DATASET |
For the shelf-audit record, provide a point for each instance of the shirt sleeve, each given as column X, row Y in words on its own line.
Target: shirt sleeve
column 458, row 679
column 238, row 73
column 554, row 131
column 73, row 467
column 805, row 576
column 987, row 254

INSTRUCTIONS FOR THE TASK | Write out the full listing exactly as given.

RESPONSE BOX |
For the shelf-audit record, provide a point for each instance of the shirt sleeve, each given as column X, row Y in words on its own line.
Target: shirt sleeve
column 458, row 679
column 238, row 73
column 554, row 131
column 73, row 467
column 805, row 576
column 987, row 254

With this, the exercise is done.